_Extract to read_:
-------

## Stream: new members

### Topic: Power series Inclusion Function

#### Coleton Kotch (Mar 19 2023 at 02:38):

Hello, I am relatively new to lean and could use some help. Currently I am trying to write prove that the (incl_fun) function defined, mapping a power series in a set of variables to a power series in variables corresponding to the disjoint union of the first set with another set in the natural way, gives a morphism of rings.

import tactic
import ring_theory.ideal.quotient
import ring_theory.power_series.basic

noncomputable theory
open_locale classical
open_locale big_operators

variables (σ τ R : Type*) [comm_ring R]

namespace mv_power_series

open finset

variables {σ τ R}

def incl_fun : mv_power_series σ R → mv_power_series (σ ⊕ τ) R :=
show ((σ →₀ ℕ) → R) → ((σ ⊕ τ →₀ ℕ) → R), from λ f m,
let n := finsupp.sum_finsupp_equiv_prod_finsupp m in
if n.2 = 0 then f n.1 else 0

def incl : mv_power_series σ R →+* mv_power_series (σ ⊕ τ) R :=
{ to_fun := incl_fun,
map_one' :=  begin
ext n,
unfold incl_fun,
rw coeff_one,
simp,
split_ifs,
end,
map_mul' := sorry,
map_zero' := begin
ext,
unfold incl_fun,
simp,
refl,
end,


Above is what I have so far. Below is the tactic state after the split_ifs tactic in map_one'.

-------

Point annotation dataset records
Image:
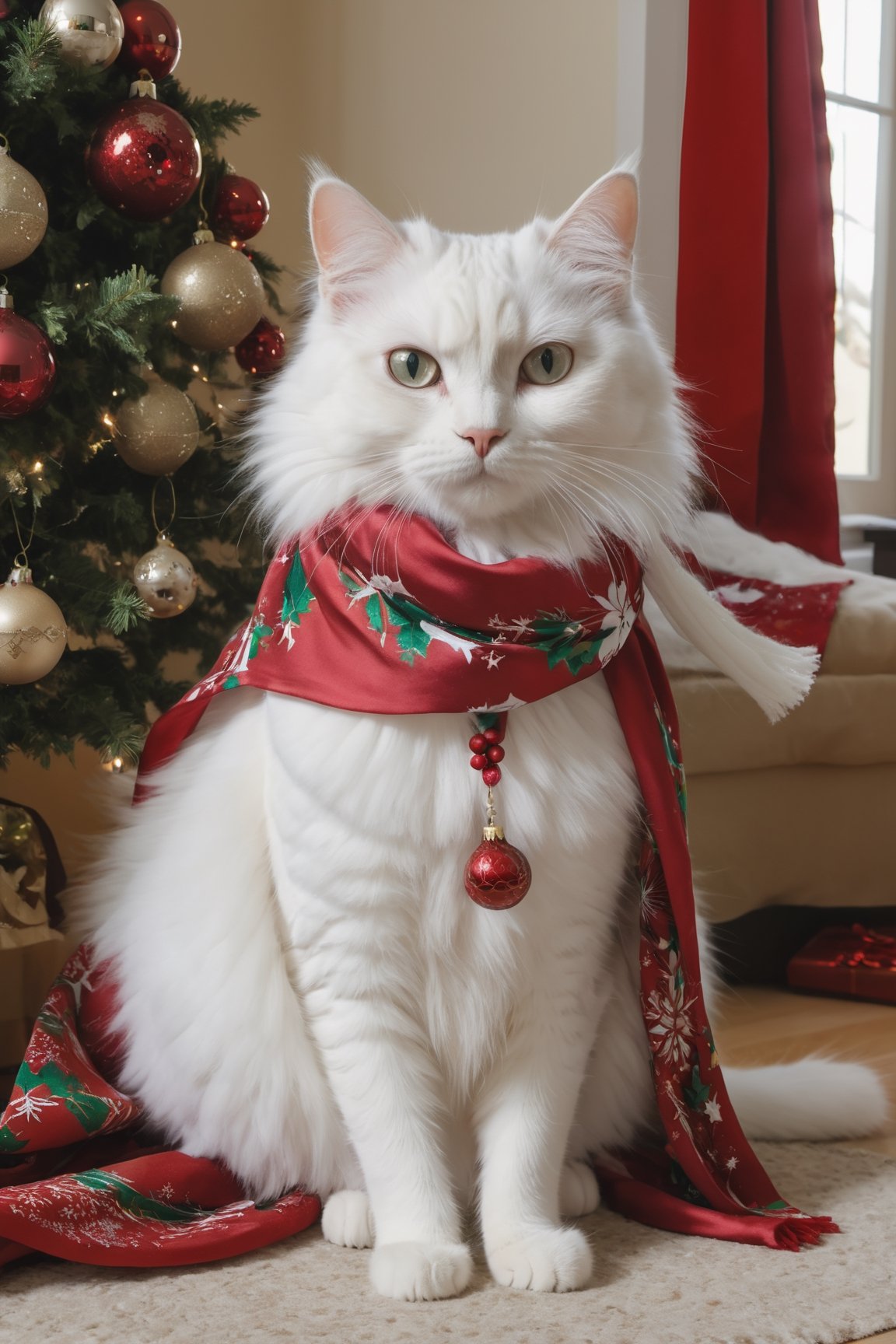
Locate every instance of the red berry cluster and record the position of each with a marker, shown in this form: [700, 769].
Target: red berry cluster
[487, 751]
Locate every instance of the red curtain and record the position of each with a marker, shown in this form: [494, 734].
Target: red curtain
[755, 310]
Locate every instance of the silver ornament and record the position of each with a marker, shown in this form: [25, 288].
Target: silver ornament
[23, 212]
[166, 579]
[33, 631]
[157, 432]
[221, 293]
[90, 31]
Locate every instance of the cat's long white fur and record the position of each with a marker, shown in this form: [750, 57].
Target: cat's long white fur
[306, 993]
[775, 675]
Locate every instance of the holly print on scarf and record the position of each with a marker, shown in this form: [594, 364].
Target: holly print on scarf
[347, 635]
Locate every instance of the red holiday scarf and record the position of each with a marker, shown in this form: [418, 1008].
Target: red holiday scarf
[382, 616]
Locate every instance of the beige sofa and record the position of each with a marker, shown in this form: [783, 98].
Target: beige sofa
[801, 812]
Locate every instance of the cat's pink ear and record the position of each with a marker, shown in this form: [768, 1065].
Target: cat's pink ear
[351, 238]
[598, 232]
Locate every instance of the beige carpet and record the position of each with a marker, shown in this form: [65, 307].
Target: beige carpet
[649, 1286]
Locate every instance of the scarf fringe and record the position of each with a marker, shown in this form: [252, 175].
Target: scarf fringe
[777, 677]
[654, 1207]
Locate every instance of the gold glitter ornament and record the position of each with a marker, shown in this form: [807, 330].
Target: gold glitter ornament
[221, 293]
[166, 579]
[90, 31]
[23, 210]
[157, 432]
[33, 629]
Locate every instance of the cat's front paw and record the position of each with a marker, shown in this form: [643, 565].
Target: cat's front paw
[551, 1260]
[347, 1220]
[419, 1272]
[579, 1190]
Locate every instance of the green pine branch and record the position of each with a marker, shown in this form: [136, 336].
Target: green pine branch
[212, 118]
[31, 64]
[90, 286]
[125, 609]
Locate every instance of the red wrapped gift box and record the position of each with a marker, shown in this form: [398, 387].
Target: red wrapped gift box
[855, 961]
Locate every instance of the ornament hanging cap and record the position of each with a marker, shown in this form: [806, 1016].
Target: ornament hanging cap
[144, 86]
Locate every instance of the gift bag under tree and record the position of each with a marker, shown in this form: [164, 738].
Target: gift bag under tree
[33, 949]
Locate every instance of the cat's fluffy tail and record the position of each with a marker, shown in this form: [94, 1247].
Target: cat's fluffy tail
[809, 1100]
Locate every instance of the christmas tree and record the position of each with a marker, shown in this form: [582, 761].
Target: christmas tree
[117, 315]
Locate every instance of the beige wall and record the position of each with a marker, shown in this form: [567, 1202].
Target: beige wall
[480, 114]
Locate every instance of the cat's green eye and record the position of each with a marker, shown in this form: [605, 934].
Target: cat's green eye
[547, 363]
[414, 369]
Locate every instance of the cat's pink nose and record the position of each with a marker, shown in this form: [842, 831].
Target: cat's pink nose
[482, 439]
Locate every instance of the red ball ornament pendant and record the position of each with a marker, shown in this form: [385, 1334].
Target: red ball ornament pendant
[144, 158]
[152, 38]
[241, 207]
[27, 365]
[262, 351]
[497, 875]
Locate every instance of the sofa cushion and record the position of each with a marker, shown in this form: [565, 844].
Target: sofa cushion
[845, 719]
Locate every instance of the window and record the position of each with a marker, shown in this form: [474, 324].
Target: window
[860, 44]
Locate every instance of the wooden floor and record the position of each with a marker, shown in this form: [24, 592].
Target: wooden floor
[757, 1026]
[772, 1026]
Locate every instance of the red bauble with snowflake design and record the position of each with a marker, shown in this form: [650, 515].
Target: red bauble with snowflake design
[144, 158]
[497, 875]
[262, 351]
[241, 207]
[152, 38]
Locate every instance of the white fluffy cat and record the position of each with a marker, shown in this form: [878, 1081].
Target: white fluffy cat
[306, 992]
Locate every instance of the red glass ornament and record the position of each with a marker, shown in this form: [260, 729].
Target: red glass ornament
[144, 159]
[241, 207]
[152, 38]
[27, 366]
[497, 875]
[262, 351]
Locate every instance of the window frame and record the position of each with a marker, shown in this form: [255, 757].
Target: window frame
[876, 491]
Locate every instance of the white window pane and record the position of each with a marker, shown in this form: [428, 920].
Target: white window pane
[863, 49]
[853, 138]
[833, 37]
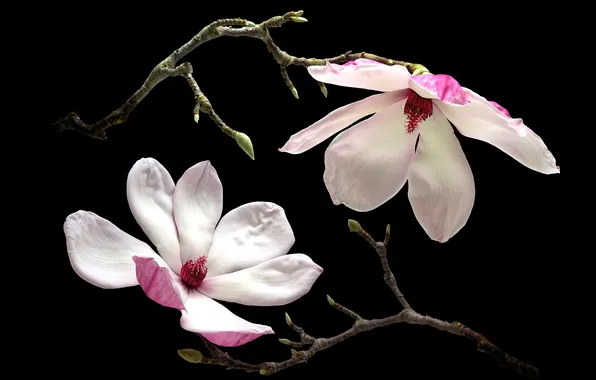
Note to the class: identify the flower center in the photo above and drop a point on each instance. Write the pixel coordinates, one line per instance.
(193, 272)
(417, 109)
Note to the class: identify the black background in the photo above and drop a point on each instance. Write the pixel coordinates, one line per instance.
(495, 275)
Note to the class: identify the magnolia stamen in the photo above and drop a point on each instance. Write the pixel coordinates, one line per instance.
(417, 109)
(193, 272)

-------

_Task list_:
• 1. Do the following statements agree with the forum post above? For each, answer yes or no and quote the words of the post that decide it.
(a) The writer says they are relatively new to lean.
(b) The map_mul' field of incl already has a completed proof.
(c) The code imports ring_theory.power_series.basic.
• 2. How many lines of the records contain the word "wooden"? Count them and give only the number.

_Results for each task_:
• 1.
(a) Yes: "I am relatively new to lean"
(b) No: "map_mul' := sorry,"
(c) Yes: "import ring_theory.power_series.basic"

• 2. 2